§ **MATERIAL PROVIDED**:
* * * *

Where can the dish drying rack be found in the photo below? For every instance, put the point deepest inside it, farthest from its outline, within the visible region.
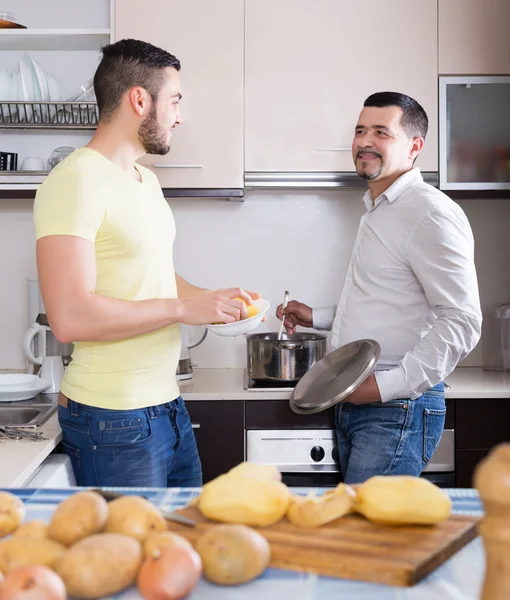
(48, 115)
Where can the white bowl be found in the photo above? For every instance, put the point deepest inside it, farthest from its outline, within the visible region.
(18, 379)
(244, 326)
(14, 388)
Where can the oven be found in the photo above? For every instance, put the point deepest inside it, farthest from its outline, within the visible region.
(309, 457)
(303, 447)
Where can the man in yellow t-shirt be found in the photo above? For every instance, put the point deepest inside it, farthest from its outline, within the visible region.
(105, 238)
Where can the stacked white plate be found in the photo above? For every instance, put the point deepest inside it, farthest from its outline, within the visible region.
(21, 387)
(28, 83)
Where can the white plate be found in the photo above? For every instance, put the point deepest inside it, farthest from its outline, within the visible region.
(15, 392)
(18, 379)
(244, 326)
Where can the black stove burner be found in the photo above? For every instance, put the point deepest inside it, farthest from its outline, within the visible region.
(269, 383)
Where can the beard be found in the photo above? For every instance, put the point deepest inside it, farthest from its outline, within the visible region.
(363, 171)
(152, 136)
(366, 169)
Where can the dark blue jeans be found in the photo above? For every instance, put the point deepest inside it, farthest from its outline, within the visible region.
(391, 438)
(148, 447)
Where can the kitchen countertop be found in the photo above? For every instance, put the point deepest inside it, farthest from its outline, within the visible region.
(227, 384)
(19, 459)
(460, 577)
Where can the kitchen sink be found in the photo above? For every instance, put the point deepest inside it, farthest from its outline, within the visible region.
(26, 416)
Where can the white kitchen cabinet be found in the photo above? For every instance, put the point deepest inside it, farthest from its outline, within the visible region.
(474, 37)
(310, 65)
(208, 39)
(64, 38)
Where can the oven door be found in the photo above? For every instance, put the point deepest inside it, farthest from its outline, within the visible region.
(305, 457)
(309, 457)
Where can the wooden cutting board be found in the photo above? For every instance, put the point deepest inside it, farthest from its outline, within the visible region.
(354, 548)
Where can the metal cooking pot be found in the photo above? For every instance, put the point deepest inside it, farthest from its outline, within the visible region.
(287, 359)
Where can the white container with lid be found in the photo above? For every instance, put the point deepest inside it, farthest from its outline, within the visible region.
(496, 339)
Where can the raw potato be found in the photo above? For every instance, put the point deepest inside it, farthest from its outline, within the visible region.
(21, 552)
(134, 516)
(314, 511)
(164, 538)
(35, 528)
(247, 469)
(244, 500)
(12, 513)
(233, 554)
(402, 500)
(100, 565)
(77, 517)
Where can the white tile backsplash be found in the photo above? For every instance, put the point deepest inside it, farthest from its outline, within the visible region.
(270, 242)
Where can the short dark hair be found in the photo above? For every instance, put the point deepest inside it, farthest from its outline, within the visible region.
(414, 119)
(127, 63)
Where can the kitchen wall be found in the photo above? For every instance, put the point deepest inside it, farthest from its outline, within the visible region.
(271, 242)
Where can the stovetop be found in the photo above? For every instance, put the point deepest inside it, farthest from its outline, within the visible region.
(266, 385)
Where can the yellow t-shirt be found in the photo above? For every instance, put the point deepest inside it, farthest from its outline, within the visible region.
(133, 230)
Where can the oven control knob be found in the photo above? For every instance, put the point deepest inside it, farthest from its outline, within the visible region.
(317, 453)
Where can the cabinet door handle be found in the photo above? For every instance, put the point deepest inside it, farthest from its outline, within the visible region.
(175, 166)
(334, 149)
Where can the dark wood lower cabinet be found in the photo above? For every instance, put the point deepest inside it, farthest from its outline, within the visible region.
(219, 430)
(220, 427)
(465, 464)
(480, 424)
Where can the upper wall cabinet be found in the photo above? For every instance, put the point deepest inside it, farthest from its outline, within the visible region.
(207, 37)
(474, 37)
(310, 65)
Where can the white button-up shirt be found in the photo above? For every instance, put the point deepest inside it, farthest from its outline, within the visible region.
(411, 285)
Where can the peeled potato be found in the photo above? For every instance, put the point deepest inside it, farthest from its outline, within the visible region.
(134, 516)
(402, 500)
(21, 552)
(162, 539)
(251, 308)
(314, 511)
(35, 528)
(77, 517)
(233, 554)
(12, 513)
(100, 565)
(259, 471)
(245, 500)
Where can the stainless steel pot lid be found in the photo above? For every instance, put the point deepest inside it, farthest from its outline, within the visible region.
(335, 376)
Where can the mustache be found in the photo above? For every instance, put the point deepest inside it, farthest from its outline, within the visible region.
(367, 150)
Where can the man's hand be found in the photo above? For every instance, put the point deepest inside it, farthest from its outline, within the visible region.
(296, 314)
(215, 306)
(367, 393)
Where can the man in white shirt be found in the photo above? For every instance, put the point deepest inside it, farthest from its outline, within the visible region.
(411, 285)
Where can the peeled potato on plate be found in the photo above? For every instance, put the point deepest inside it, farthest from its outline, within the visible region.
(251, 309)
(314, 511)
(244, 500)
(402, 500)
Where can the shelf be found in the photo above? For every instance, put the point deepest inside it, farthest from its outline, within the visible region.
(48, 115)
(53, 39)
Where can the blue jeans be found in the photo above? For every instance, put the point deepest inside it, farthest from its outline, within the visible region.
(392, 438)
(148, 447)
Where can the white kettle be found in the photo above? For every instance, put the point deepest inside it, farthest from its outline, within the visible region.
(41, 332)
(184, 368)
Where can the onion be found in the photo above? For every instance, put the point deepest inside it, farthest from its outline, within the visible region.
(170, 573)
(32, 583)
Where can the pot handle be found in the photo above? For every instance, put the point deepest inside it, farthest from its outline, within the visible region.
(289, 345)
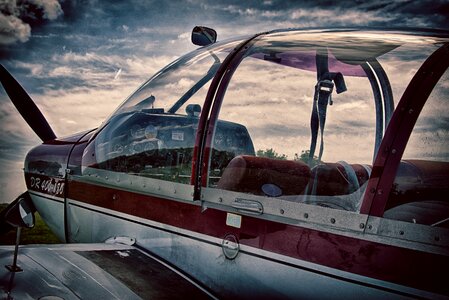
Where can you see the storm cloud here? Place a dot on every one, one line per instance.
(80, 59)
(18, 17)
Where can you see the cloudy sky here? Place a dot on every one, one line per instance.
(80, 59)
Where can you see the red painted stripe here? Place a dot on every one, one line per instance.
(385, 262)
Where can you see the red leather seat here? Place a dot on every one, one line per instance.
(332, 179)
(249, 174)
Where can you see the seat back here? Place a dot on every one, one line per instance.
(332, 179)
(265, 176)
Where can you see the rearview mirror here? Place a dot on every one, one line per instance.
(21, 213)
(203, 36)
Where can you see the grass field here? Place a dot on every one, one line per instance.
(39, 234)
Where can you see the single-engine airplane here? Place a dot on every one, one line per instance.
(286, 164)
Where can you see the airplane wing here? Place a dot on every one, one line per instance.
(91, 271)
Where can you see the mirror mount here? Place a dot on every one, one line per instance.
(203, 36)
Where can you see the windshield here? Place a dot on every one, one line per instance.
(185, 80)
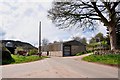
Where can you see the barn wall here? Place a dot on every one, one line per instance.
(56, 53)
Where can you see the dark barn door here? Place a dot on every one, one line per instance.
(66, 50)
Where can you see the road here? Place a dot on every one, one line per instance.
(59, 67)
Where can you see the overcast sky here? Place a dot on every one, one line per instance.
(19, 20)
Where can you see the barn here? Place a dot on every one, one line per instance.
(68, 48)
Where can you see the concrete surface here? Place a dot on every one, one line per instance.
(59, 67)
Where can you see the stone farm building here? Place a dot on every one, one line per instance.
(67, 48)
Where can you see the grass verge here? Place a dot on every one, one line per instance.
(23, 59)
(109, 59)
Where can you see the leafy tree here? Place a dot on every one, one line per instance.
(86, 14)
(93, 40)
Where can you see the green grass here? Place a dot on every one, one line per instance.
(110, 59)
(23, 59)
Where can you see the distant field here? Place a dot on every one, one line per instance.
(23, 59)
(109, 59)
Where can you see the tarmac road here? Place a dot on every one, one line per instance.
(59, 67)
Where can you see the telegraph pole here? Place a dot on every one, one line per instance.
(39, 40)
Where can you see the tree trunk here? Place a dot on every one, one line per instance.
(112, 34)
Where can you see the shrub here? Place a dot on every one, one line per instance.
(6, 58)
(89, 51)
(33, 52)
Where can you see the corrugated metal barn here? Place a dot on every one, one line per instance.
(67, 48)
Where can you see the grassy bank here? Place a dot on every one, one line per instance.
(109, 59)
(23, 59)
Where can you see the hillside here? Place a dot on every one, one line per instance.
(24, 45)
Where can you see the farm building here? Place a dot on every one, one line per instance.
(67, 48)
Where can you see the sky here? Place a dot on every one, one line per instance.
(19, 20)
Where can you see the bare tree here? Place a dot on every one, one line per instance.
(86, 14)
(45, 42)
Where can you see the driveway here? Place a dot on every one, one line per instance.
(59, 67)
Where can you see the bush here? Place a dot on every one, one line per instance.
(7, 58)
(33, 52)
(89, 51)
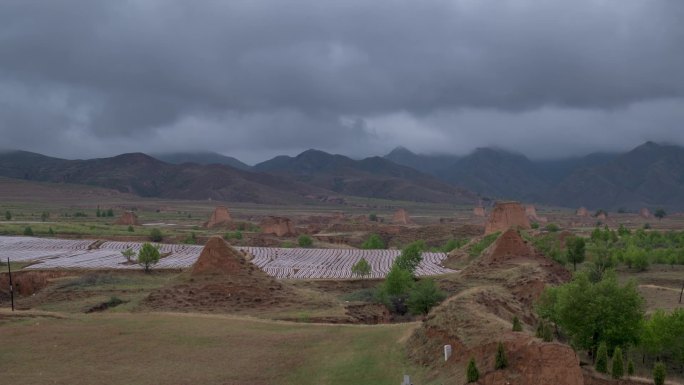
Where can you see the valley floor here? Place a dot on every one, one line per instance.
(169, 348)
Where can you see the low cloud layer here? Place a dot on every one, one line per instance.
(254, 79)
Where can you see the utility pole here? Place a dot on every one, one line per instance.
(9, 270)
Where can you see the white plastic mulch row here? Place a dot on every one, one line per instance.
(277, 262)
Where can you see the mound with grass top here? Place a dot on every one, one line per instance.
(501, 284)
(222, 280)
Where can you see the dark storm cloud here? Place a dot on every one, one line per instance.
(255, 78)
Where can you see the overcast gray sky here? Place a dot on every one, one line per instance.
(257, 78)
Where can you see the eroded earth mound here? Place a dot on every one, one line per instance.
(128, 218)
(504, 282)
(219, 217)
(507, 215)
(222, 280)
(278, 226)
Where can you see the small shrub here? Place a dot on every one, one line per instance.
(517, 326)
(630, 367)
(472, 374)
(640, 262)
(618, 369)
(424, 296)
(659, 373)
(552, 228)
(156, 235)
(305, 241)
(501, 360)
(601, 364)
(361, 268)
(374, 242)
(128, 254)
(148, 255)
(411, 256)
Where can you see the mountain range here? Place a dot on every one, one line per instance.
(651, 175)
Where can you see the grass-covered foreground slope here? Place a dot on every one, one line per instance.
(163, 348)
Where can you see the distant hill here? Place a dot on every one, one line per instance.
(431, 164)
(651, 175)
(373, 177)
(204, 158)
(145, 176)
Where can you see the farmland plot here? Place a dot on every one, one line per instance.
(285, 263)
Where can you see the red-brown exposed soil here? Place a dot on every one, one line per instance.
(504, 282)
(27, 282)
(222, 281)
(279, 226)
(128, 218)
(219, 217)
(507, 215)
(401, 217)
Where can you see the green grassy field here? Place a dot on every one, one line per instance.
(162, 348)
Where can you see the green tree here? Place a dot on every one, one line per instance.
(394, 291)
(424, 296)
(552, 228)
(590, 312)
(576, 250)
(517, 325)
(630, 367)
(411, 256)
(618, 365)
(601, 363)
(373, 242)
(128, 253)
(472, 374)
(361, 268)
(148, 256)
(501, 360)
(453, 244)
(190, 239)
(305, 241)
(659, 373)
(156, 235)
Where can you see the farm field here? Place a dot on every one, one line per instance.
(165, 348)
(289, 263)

* * * *

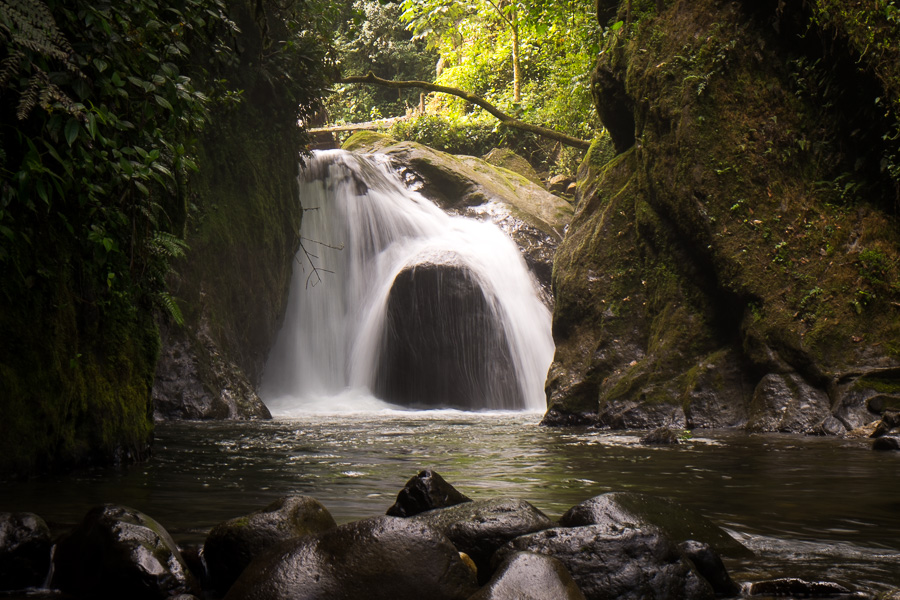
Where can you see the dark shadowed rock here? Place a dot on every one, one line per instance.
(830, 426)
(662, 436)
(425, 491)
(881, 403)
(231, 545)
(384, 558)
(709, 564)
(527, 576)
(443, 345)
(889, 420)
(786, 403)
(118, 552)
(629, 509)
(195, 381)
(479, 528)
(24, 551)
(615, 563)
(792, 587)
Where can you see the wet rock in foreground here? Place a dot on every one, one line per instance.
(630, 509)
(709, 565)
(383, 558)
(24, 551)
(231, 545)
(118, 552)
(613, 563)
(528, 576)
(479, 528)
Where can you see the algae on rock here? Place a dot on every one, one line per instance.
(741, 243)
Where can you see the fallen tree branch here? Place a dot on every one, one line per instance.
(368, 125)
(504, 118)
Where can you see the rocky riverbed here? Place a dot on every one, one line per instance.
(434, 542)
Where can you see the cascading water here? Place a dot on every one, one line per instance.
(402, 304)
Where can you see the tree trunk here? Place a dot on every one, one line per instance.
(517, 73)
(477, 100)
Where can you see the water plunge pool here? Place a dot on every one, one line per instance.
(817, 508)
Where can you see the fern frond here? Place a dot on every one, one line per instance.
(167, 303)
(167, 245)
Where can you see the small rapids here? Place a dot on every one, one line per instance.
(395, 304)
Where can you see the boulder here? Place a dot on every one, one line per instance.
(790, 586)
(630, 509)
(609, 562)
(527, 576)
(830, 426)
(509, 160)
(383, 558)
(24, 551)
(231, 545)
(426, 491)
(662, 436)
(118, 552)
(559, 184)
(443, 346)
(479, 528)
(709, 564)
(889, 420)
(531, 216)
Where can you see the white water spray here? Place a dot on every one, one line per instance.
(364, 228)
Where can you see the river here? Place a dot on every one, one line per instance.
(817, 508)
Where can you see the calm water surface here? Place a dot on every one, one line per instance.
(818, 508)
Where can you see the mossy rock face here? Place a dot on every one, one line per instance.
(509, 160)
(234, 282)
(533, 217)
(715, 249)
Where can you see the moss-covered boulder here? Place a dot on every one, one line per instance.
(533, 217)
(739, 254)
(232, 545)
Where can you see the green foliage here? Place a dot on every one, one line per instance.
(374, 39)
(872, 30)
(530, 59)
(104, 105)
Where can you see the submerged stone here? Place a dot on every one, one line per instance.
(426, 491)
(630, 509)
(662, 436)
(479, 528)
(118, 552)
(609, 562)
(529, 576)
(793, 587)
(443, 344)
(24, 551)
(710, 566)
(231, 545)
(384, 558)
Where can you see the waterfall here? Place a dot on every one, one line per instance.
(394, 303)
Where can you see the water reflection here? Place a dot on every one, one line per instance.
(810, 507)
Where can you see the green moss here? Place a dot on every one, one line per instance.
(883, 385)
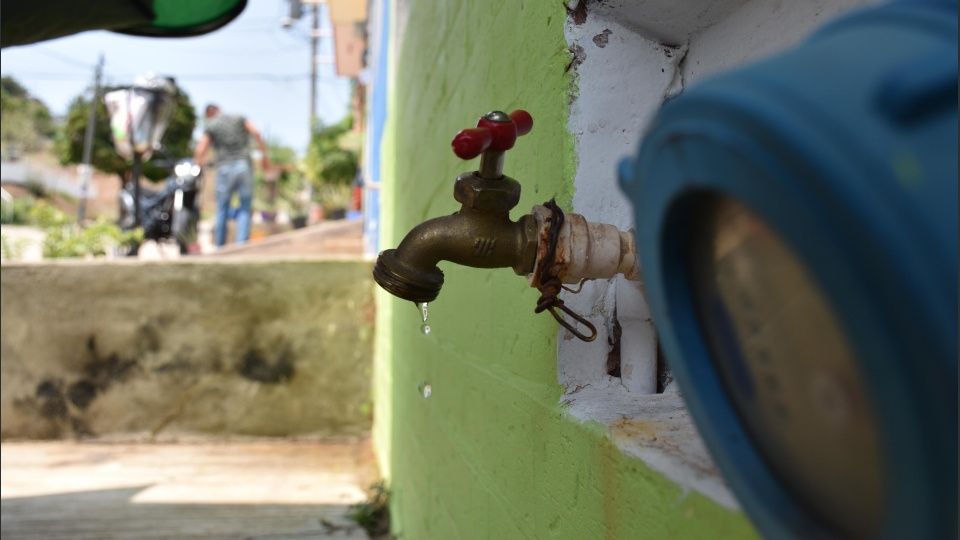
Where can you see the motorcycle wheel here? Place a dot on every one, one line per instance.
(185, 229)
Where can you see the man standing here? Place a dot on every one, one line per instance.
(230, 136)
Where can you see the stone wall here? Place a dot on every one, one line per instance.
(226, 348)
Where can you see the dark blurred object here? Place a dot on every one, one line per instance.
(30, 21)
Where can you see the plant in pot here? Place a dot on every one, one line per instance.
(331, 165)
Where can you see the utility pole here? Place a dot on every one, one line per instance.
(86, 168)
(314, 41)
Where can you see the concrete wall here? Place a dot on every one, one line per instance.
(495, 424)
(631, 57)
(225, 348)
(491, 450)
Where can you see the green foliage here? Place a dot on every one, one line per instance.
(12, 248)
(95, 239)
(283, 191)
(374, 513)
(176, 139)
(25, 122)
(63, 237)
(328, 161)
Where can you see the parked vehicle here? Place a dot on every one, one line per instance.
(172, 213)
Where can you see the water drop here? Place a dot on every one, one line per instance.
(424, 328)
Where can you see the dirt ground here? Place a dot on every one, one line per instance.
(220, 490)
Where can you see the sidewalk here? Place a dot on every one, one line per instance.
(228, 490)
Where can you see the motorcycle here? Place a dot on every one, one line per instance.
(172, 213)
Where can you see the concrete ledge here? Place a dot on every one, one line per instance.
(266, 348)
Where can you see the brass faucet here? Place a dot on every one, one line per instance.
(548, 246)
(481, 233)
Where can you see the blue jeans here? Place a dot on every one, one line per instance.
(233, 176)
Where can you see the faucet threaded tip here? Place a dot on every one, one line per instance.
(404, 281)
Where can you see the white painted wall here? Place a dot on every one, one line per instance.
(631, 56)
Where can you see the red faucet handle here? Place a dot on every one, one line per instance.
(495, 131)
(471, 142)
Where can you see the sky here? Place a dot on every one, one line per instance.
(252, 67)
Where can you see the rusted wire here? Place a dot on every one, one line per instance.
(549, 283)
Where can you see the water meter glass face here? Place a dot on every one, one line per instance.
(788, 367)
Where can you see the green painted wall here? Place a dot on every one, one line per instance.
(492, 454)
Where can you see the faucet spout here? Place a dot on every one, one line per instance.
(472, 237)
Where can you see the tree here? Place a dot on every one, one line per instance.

* * * *

§ **EXERCISE DETAILS**:
Among the records above, extract exactly the lines from the line with "Where can you see the white painted" to the line with "Where can you see the tree here?", both lines included, and leave out the rest.

§ **ANSWER AREA**:
Where can you see the white painted wall here? Place a dot on every one, one line per instance.
(631, 56)
Where can you see the red faucet handle here? Place a dot on every one, one line per instance.
(495, 131)
(471, 142)
Where can you see the sky here? Place a dot on every one, one line per instance.
(252, 67)
Where can you see the rusted wire here? Place a dot on every one, one line per instance.
(549, 283)
Where can you see the water meter glass face here? Place a dot on every one, one line per instance.
(788, 367)
Where can you see the green painted wall here? Place a dot on every one, one line per instance.
(492, 454)
Where can you see the faucet spout here? Place a dot on every one, one line per instance.
(472, 237)
Where can you see the tree here? Place a dot on every one, one line per instance.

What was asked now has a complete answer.